*** Opening of Data for this task ***

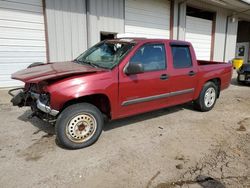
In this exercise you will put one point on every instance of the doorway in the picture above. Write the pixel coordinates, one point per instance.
(243, 41)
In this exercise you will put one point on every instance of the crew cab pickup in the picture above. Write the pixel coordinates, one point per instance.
(116, 79)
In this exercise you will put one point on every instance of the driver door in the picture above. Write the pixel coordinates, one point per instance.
(145, 91)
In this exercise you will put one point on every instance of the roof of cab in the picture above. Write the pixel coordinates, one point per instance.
(137, 40)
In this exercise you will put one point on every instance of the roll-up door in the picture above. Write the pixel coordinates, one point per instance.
(22, 37)
(147, 18)
(199, 33)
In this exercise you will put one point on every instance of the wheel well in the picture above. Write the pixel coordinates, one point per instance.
(101, 101)
(217, 82)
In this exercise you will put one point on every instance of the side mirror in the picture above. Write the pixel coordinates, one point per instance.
(134, 68)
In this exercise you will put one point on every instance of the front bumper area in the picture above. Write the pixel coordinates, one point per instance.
(46, 109)
(27, 98)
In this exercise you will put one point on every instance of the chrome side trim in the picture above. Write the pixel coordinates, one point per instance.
(155, 97)
(46, 108)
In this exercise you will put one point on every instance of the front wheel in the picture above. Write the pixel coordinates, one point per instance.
(207, 98)
(79, 126)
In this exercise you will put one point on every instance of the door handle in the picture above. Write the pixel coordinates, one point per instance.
(192, 73)
(164, 77)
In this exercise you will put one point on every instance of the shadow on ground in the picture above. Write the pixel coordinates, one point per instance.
(38, 123)
(235, 83)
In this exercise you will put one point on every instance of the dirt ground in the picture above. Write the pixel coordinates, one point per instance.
(173, 147)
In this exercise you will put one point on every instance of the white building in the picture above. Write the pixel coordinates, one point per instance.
(59, 30)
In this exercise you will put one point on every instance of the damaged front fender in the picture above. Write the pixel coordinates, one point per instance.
(19, 97)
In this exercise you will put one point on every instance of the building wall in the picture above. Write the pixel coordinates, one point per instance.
(243, 31)
(104, 16)
(67, 29)
(22, 37)
(221, 53)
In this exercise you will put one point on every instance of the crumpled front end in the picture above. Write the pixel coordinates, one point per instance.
(38, 101)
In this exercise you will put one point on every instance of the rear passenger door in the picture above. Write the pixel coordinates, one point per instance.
(183, 78)
(148, 90)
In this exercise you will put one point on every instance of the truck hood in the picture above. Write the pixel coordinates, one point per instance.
(53, 71)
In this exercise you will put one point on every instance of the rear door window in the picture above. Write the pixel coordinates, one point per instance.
(181, 57)
(151, 56)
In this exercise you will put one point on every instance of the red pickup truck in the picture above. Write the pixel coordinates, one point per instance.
(115, 79)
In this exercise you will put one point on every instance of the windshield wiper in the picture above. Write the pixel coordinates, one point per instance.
(88, 62)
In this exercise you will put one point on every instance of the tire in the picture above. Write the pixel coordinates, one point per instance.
(79, 126)
(207, 97)
(240, 82)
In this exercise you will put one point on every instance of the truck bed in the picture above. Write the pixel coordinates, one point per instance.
(204, 62)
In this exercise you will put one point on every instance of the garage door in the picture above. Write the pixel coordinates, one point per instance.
(199, 33)
(22, 37)
(147, 18)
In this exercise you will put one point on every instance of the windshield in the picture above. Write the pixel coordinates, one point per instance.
(106, 54)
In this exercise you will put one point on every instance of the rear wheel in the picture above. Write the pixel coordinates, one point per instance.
(79, 126)
(207, 98)
(239, 81)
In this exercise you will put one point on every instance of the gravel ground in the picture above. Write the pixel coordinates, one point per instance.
(173, 147)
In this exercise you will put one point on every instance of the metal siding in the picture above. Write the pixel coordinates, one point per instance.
(219, 40)
(67, 30)
(231, 40)
(22, 37)
(220, 31)
(104, 16)
(145, 18)
(199, 33)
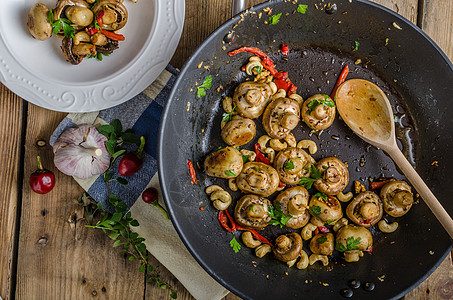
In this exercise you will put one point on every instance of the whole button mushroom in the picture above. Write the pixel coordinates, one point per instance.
(239, 131)
(326, 210)
(334, 176)
(38, 23)
(318, 111)
(294, 203)
(352, 240)
(397, 198)
(251, 98)
(280, 117)
(292, 164)
(288, 246)
(251, 211)
(322, 243)
(365, 209)
(224, 163)
(258, 178)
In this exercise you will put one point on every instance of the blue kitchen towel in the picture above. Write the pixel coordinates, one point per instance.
(142, 114)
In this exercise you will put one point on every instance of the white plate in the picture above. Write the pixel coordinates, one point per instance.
(37, 71)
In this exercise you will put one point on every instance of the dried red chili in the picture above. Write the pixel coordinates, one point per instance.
(192, 173)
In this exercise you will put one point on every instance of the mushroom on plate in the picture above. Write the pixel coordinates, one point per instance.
(38, 22)
(318, 111)
(326, 210)
(258, 178)
(114, 15)
(251, 98)
(251, 211)
(239, 131)
(224, 163)
(288, 246)
(397, 198)
(334, 176)
(294, 202)
(280, 117)
(353, 240)
(292, 164)
(365, 209)
(322, 243)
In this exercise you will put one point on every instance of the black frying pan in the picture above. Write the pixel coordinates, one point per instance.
(418, 79)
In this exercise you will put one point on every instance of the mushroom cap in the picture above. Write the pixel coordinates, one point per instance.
(258, 178)
(239, 131)
(251, 211)
(118, 7)
(224, 163)
(322, 243)
(365, 209)
(334, 176)
(329, 210)
(397, 198)
(288, 246)
(251, 98)
(38, 23)
(292, 164)
(353, 233)
(319, 116)
(280, 117)
(294, 203)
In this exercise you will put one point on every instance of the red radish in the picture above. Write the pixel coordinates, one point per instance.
(42, 181)
(130, 163)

*** Close of Data for this task ***

> [About this exercise]:
Output each record verbatim and leave out its pictures.

> [Answer]:
In this exercise you will put one point on every instance of the doorway in the picture above. Write the pixel coordinates, one point per instance.
(243, 41)
In this exercise you will put one point on every instance of the crew cab pickup in the picture above. Write the pixel coordinates, one point per instance.
(116, 79)
In this exercise you will put one point on every instance of the driver door in the picture above. Write the pixel coordinates, one point per instance.
(145, 91)
In this exercise you will put one point on every instance of the roof of cab in the picture above. Write the pixel coordinates, one point per instance.
(137, 40)
In this exercise you will put one point on every instance of the roll-up door in the picture above. Write the pixel coordinates, one point per instance.
(22, 37)
(147, 18)
(199, 33)
In this exercise you will put one point on every instance of the wheel well in the picture above. Write the pixel coordinates, one point per instance.
(101, 101)
(217, 82)
In this exercise you will put one point on every instance of the side mirror in the picture above. Write the pixel coordinates, one point per instance.
(134, 68)
In this exercise you will put one point on every instance of the front bumper area in the picture above. Write the pixel coordinates, one point per instance.
(46, 109)
(27, 98)
In this exercise you will put one point on every instance of the chrome side trim in the picture above. Write the pixel coordinates, one point per instance.
(155, 97)
(46, 108)
In this exercise you will put one point on every instance of the front wheel in the picture above. Write the pixel coordinates, one point per instance.
(207, 98)
(79, 126)
In this exercise you will put one point on every instance of the door handle in the picture above. Write the pixel coordinates, one point per instance.
(192, 73)
(164, 77)
In this exercise you will put one point on every instance of the shadow on ground in the picture above. Write the pixel coordinates, one point per instance.
(38, 123)
(235, 83)
In this exercise you will put one point on every instance of the dirt ground in the picture above. Write the pixel coordinates, one point per instance.
(173, 147)
In this exercise you will put one point on every instance of the white building in the picture above. Write the pixel coordinates, one point per instance.
(59, 30)
In this exercise you will put one point on every instance of the damaged front fender in the picture above. Write the pixel coordinates, one point per instance.
(19, 97)
In this exercise you will put one point on every instance of the building wall in the picture above. Write the pixel coordinates, one point per instance.
(243, 31)
(104, 16)
(67, 29)
(22, 37)
(221, 53)
In this exercise you will put one point on every instance of the crumpled front end in the picture above. Write the pixel coordinates, one point per instance.
(38, 101)
In this exercise you will put one point on every instance of the rear passenger door in the picture above. Write the pixel coordinates, one point per instance.
(183, 78)
(148, 90)
In this exercise you will put one point on every instance of the truck hood in the picture above. Write the pixel coordinates, one point per instance.
(53, 71)
In this exercise you will put one point on every instance of the rear door window in the picture above. Write the pixel coordinates, one point per instance.
(181, 57)
(151, 56)
In this exercise you will put one point on every instance of the red pickup truck in the picture above. Write the pixel coordinates, one point per instance.
(115, 79)
In this exercise you will put one point on every instance of the windshield wiper in the picture above. Write the pixel coordinates, one point per instance.
(88, 62)
In this exercise you will put one point on every instance of the tire in the picture above. Write the pixel coordinates, one point per instance.
(79, 126)
(207, 97)
(240, 82)
In this exercise you will put one point on every instance of the truck bed in the picture above. Write the pixel coordinates, one point per instance.
(204, 62)
In this exercise you will put one point on every instance of the garage door in the picture above. Write the pixel coordinates, one point per instance.
(199, 33)
(22, 37)
(147, 18)
In this exercise you will put one point on every instance of the windshield in the picture above. Write the pixel coordinates, one point per instance.
(106, 54)
In this exercise you will put one point on every instance of the rear wheel in the picture above. Write the pixel coordinates, one point per instance.
(79, 126)
(207, 98)
(239, 81)
In this exercise you will put one point on every instance of the gravel ground in the picture above. Write the pixel coordinates, one point per instance.
(173, 147)
In this exercise you will put one point on every instance of the metal siding in the picture above. Write the pixel coordinates, one point per instance.
(219, 40)
(67, 30)
(231, 40)
(22, 37)
(220, 31)
(104, 16)
(145, 18)
(199, 33)
In this exercise you will put one point on every instance of the whole button mushroom in the picture above. Write the pixel coordinates, one point per instance.
(239, 131)
(326, 210)
(334, 176)
(38, 23)
(318, 111)
(294, 203)
(352, 240)
(397, 198)
(251, 98)
(280, 117)
(292, 164)
(288, 246)
(251, 211)
(322, 243)
(365, 209)
(224, 163)
(258, 178)
In this exercise you will put one point on every instance of the blue kitchen towel in the picture above. Write the pixel coordinates, one point per instance.
(142, 114)
In this exercise you will put one point on every instance of the white plate in the picture above. Write the pixel coordinates, one point per instance.
(37, 71)
In this exercise you will put one point on every instance of the dried red chili in the picture above. Write the pixel coordinates, one point per instance.
(192, 173)
In this exercise you will put one point on every instance of the mushroom on plate in the picture above. Write the pixel coordinates, one point per instance.
(38, 22)
(318, 111)
(326, 210)
(258, 178)
(114, 15)
(251, 98)
(251, 211)
(239, 131)
(224, 163)
(288, 246)
(397, 198)
(334, 176)
(294, 202)
(280, 117)
(353, 240)
(292, 164)
(365, 209)
(322, 243)
In this exercise you will put one point on every instance of the black frying pan in the picture above. Write the pixel coordinates, one point per instance.
(418, 79)
In this exercise you will put one point on every instance of the mushroom cap in the picture above. Write the pixel coordinates, one point per instance.
(258, 178)
(239, 131)
(251, 211)
(118, 7)
(224, 163)
(322, 243)
(365, 209)
(334, 176)
(329, 210)
(397, 198)
(288, 246)
(251, 98)
(38, 23)
(292, 164)
(353, 233)
(319, 116)
(280, 117)
(294, 203)
In this exercise you will put one point on every instance of the red radish in the picture above. Write the pixel coordinates, one point per instance.
(42, 181)
(130, 163)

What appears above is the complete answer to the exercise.